*TASK TO COMPLETE*: Repeat the records below word for word, but start at the line that contains "Greenhouse-scouting task: tag the pink long", stop after the last line, and include nothing else.

*Entries taken from a collection*:
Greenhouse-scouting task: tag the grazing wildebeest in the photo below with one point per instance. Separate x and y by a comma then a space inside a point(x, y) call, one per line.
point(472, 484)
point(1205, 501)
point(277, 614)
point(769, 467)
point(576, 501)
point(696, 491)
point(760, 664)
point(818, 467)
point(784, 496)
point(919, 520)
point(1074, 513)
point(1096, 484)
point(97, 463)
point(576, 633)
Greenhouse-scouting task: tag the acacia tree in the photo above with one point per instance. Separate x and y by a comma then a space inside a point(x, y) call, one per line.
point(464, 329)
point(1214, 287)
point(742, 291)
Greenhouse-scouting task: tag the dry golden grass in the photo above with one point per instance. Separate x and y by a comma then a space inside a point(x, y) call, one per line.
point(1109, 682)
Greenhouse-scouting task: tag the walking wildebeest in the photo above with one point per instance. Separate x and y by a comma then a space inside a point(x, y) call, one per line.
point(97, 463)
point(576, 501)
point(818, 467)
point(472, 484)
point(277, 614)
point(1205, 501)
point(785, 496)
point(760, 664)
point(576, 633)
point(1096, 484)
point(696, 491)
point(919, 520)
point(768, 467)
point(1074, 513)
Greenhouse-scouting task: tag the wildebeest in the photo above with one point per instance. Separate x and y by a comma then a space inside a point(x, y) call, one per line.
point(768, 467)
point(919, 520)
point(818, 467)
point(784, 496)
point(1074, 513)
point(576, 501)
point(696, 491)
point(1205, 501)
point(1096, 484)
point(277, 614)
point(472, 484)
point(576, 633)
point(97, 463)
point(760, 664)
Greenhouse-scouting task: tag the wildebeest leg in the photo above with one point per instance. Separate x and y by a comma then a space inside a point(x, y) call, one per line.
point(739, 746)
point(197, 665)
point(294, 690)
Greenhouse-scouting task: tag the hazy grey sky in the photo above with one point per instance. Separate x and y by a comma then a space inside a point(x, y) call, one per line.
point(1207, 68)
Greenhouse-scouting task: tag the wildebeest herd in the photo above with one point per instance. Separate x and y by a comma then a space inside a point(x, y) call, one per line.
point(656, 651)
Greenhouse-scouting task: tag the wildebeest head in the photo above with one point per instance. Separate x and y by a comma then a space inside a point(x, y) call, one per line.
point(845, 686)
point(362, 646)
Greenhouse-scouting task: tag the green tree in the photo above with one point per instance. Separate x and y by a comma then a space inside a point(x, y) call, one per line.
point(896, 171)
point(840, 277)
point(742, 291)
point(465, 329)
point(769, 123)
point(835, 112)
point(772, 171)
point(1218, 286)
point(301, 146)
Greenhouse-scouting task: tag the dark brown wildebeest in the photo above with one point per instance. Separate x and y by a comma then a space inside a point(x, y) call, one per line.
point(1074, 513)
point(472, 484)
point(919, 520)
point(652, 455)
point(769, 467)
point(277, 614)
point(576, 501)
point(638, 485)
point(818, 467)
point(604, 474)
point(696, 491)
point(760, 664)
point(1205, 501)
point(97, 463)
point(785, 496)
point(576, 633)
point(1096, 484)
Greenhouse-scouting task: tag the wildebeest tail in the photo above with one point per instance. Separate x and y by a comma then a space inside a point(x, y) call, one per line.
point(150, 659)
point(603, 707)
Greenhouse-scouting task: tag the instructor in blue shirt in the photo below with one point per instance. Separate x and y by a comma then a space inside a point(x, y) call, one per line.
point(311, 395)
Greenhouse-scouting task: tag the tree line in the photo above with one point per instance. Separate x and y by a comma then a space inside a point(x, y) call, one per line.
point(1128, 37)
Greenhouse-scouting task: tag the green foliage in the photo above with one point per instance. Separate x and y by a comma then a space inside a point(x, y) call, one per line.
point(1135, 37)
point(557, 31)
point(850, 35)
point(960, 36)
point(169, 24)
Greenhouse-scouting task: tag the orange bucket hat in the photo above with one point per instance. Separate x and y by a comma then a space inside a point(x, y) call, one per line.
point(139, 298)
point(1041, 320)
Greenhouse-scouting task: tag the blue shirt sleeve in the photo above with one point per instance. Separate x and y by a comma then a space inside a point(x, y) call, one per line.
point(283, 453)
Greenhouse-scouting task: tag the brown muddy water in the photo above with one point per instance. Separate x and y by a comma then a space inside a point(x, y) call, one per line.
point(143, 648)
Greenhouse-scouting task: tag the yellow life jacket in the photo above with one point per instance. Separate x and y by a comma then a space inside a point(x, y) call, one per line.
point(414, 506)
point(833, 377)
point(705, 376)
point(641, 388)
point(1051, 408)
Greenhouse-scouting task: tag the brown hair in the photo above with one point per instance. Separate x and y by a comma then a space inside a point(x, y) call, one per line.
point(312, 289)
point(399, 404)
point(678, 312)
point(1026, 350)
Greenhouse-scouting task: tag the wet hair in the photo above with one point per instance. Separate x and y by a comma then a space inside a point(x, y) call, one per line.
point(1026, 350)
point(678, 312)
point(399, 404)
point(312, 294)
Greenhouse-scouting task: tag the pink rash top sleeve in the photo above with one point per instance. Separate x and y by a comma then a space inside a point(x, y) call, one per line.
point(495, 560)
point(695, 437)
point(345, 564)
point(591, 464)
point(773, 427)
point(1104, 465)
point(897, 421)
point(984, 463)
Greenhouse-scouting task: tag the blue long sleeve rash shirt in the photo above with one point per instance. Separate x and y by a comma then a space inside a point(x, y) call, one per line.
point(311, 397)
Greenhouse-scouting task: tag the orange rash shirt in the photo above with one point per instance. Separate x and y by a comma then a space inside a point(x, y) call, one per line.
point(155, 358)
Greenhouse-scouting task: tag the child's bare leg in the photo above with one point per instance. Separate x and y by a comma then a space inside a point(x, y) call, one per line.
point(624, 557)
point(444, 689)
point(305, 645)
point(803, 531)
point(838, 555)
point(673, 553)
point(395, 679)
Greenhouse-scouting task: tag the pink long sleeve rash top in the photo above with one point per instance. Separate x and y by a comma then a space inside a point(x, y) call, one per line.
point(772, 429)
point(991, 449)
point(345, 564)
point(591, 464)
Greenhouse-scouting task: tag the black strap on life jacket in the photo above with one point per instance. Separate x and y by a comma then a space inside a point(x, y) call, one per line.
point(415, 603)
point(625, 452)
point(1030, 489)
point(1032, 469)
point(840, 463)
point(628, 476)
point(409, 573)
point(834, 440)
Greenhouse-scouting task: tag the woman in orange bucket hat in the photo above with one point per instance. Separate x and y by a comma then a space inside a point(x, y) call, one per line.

*ANSWER TO THIS TASK*:
Greenhouse-scouting task: tag the pink long sleeve rash top in the photo above with one point per instance. Separate x and y by a comma then a space inside a point(x, y) call, one per line.
point(772, 429)
point(991, 449)
point(345, 564)
point(591, 464)
Greenhouse-scouting task: tag the black strap on life jacket in the photo above with one point per instance. Separate x and y by a comma then a space inside a point(x, y) call, one per line.
point(415, 603)
point(625, 452)
point(1030, 489)
point(1032, 469)
point(840, 463)
point(628, 476)
point(409, 573)
point(834, 440)
Greenhouse-scouting task: tag the woman in orange bucket hat in the photo above with one point per instance. Separate x and y by a comma then a space inside a point(x, y) call, one per line.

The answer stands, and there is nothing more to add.